Your objective —
Could you rewrite the material from its start through the line containing "[103,286,767,494]", changing "Exam prompt" to "Test prompt" with everything else unchanged, and give back only that stretch?
--- start ---
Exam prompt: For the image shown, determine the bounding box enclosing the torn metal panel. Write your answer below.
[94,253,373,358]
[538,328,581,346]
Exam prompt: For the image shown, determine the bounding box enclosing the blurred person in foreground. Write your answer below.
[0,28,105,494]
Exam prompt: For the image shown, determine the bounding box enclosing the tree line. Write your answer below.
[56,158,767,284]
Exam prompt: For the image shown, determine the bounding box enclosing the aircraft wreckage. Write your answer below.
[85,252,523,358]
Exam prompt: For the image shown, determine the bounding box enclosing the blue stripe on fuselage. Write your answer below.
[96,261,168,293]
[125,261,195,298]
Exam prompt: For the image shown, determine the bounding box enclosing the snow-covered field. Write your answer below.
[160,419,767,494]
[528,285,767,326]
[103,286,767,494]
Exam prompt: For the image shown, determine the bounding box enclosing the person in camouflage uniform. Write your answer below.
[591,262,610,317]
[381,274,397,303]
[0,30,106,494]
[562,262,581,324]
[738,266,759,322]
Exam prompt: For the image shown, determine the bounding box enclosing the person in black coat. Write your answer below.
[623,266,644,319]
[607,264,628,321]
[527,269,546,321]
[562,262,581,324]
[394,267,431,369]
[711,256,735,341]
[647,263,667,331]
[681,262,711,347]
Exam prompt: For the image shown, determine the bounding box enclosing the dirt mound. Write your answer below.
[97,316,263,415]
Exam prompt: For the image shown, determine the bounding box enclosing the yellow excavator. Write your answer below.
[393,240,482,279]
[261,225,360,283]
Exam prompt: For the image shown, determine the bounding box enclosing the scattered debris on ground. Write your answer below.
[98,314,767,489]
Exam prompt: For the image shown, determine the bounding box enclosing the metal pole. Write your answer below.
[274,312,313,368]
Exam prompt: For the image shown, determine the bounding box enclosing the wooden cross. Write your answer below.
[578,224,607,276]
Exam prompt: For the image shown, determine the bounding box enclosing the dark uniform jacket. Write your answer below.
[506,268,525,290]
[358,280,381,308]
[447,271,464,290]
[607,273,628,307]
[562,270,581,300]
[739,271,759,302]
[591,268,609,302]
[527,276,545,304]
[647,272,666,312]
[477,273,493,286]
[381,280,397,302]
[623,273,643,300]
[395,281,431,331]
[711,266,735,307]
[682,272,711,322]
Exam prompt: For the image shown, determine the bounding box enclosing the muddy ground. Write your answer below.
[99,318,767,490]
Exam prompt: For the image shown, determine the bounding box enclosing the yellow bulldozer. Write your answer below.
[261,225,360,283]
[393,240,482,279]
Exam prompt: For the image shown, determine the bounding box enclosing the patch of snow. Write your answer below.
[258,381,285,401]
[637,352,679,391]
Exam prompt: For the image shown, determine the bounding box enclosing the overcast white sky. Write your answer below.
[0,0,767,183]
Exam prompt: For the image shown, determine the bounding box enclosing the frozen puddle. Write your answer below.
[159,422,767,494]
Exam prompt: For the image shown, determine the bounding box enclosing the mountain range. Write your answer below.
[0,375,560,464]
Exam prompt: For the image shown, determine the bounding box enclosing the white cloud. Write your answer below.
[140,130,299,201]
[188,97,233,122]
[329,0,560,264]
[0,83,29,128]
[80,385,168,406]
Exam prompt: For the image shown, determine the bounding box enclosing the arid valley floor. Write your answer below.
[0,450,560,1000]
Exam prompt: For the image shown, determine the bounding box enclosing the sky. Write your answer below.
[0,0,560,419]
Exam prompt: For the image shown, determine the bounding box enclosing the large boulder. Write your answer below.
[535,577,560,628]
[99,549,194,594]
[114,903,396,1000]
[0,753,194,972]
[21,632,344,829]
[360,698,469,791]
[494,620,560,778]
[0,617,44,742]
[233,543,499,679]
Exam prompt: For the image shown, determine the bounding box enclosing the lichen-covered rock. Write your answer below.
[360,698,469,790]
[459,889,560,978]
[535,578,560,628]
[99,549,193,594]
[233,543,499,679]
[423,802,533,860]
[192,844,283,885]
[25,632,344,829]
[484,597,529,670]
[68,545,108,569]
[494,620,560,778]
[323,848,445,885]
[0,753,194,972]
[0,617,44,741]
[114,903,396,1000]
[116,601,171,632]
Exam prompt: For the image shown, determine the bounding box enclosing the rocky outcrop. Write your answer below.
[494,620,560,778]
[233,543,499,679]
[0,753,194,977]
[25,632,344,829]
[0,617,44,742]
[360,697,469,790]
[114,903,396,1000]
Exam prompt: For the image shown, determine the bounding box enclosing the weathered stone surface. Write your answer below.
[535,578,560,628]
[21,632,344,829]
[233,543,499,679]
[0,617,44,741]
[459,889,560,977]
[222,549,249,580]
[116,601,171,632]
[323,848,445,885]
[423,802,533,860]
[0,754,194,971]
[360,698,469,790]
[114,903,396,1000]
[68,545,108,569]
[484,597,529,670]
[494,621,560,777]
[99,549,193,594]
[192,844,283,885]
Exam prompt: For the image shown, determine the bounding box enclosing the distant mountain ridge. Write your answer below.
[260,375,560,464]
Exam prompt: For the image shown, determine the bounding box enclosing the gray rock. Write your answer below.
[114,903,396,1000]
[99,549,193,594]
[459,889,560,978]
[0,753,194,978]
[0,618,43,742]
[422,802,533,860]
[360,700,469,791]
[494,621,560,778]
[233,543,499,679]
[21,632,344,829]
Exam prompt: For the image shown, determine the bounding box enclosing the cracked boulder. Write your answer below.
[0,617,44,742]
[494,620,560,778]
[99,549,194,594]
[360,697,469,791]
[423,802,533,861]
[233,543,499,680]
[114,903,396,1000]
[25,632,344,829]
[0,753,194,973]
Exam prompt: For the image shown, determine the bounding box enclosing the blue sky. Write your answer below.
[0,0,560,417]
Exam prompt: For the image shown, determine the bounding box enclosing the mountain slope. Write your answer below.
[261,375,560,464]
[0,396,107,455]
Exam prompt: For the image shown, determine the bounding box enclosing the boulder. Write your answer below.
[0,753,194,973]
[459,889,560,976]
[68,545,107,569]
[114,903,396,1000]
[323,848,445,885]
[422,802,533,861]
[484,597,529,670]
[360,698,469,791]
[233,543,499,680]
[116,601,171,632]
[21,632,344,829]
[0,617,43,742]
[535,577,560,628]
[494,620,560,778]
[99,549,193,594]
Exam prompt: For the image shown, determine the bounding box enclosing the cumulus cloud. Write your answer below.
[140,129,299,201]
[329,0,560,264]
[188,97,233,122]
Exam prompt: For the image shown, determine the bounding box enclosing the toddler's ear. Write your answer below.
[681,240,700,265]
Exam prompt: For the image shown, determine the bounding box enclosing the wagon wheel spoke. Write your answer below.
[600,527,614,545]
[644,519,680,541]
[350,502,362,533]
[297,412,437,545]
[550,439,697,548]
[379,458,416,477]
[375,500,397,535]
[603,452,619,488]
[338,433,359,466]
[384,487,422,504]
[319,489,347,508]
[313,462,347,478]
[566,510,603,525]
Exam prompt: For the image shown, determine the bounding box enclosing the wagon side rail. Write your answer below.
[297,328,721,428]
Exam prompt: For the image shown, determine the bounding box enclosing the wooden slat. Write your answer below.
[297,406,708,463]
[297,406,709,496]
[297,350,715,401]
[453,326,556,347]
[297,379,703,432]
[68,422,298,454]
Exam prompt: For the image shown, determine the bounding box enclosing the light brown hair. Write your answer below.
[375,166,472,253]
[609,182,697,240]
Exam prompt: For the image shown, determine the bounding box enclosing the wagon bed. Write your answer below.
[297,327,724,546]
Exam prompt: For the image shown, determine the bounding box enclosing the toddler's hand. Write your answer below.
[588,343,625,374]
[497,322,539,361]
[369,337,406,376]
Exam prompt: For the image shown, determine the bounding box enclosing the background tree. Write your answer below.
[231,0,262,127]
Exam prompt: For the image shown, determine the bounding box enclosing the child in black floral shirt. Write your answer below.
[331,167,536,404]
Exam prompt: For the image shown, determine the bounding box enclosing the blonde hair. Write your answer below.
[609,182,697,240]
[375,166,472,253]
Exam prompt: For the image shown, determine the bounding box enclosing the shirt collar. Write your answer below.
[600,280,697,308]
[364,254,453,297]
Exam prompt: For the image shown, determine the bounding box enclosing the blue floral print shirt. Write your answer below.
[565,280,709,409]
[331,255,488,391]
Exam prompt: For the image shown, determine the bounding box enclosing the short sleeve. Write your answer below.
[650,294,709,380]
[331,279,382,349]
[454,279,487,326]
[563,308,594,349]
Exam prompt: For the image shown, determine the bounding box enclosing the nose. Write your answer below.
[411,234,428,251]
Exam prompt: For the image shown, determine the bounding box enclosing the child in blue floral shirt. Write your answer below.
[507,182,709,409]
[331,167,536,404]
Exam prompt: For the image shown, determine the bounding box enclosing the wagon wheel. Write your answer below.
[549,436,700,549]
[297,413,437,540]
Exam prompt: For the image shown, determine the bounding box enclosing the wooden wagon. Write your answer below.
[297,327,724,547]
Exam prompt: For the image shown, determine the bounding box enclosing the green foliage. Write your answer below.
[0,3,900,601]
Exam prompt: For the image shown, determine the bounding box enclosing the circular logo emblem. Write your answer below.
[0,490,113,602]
--- end ---
Exercise answer —
Test prompt: For the image shown, determine the bounding box enclosing the torn metal panel. Write your answer below.
[94,253,373,358]
[538,328,581,346]
Test prompt: For the image shown, determine the bounding box enclosing the blurred person in foreground. Write your answer below.
[0,28,105,494]
Test prompt: For the image shown, determine the bounding box enclosing the tree line. Write your answer below.
[56,158,767,284]
Test prompt: For the image shown, determine the bounding box enclosing the aircraft wreckage. Write your answer below.
[85,252,523,358]
Test prompt: For the image shown, determine the bounding box enclosing the blue stripe on fuselage. Write your answer below.
[96,261,168,293]
[125,261,195,298]
Test prompt: For the image shown, determine the bounding box enclosing the snow-covered field. Write your answer below.
[160,419,767,494]
[528,285,767,326]
[103,286,767,494]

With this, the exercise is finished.